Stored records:
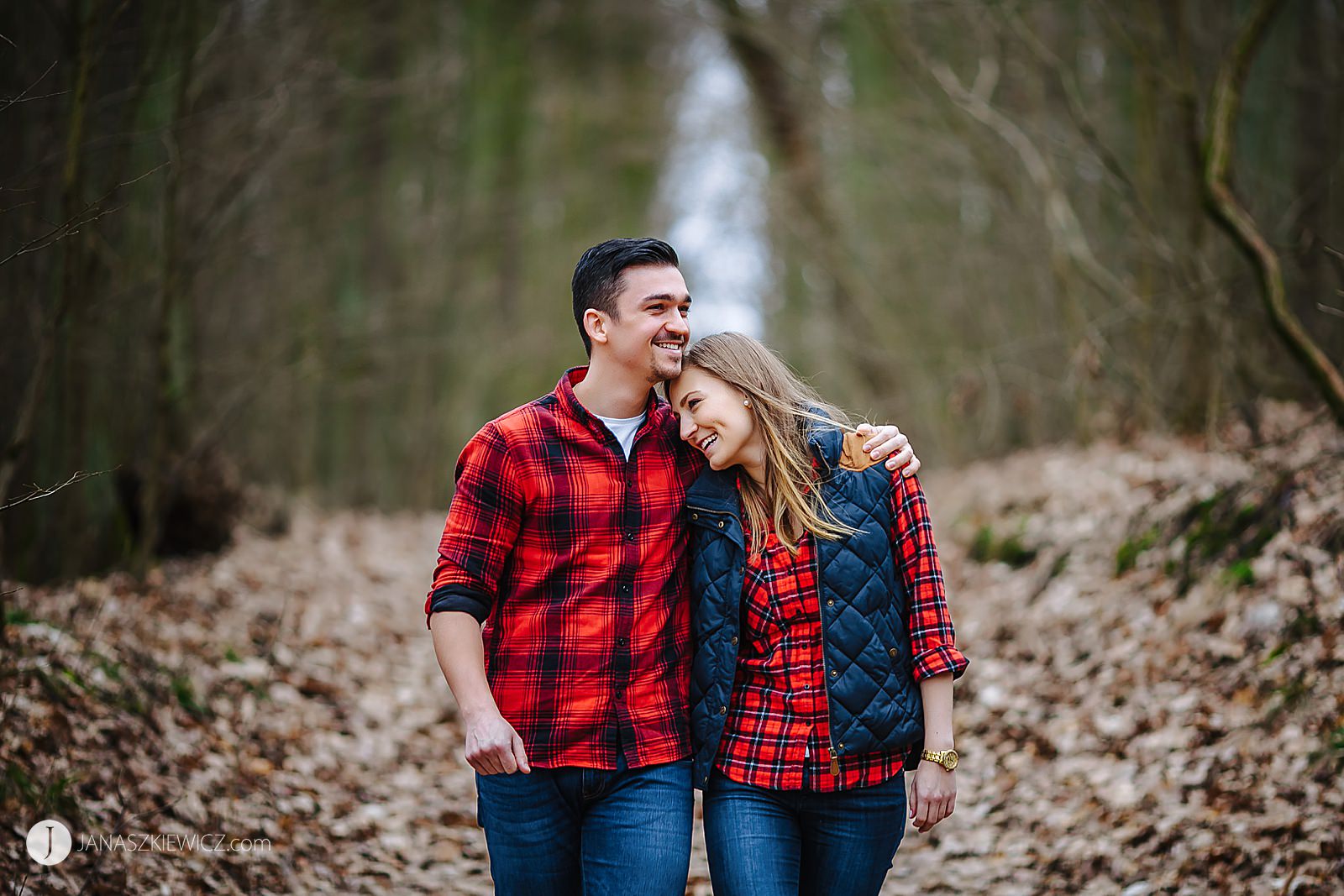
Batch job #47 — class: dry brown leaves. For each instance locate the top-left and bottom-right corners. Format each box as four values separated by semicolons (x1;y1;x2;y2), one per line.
0;407;1344;896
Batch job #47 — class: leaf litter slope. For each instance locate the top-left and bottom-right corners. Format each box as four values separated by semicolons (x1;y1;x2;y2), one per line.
0;406;1344;896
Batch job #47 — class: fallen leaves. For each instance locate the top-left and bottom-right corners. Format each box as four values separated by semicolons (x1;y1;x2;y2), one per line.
0;407;1344;896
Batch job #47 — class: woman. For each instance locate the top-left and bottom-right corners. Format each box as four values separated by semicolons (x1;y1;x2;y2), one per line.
668;333;968;896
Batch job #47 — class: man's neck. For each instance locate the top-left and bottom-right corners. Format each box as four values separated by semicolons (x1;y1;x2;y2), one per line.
574;358;649;419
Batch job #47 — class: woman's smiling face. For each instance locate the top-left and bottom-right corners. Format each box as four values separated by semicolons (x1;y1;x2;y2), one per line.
668;367;764;470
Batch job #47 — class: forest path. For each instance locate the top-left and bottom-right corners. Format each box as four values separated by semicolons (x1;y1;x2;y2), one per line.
3;408;1344;896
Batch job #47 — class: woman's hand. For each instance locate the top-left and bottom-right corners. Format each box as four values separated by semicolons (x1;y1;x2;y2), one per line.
910;759;957;834
855;423;919;475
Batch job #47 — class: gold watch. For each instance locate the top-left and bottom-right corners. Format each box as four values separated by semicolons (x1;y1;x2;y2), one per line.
919;750;958;771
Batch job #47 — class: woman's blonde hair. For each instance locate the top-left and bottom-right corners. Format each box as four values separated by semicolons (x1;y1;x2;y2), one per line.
681;333;855;553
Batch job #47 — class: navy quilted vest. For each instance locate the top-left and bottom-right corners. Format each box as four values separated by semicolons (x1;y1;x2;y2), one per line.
685;427;923;787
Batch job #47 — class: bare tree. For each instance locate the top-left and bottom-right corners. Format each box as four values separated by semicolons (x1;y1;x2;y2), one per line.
1205;0;1344;426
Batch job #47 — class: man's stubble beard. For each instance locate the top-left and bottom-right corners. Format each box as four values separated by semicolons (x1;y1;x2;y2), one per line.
649;356;685;385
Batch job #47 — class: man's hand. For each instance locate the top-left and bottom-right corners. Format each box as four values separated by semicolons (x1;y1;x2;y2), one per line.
856;423;919;475
910;759;957;834
464;712;533;775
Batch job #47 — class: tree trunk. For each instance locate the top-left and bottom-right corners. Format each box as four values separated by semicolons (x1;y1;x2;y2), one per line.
1205;0;1344;426
134;0;197;576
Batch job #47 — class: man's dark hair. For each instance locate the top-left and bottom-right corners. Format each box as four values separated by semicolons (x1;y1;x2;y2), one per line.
570;237;679;358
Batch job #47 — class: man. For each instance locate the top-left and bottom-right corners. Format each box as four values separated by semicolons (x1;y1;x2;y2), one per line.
425;239;918;896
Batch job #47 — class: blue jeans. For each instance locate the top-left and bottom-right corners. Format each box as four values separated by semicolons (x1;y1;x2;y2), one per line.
475;759;695;896
704;771;906;896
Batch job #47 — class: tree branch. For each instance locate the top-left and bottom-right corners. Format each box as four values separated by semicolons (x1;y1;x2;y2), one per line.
0;468;117;511
1203;0;1344;426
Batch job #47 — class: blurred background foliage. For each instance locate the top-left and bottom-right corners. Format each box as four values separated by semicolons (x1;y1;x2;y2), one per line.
0;0;1344;579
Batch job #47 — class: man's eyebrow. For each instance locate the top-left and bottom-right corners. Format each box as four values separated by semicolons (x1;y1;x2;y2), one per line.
640;293;690;305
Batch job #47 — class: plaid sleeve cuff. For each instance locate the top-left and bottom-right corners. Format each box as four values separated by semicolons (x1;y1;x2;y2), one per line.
425;584;492;629
916;646;970;681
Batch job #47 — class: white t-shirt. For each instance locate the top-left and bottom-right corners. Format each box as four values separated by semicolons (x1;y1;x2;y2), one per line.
593;412;648;461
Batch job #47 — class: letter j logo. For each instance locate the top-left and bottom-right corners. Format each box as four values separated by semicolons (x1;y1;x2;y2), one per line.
29;818;74;865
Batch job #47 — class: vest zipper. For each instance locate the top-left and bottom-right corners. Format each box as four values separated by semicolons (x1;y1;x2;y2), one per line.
811;548;840;778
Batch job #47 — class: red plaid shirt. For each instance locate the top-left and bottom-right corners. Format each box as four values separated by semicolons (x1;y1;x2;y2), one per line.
715;471;968;791
425;368;703;768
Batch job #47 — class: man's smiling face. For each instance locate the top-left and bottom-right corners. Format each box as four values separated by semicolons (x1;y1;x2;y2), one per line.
594;265;690;385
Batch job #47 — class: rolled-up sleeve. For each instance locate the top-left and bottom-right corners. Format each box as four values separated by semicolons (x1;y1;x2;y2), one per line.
425;423;522;626
891;471;970;681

• _Short exercise_
Could you rewrite the entries from the line with "Batch job #47 — class: letter" up to and including the line with "29;818;74;865", keeping every line? Multiply each bounding-box coordinate by 1.25 and round it to a whole number, with halves rounded up.

• _Correct answer_
Batch job #47 — class: letter j logo. For each instance locate the top-left and bottom-right corners. Format each box as four values separated by semicolons (x1;y1;x2;y2), one per line.
36;1023;93;1081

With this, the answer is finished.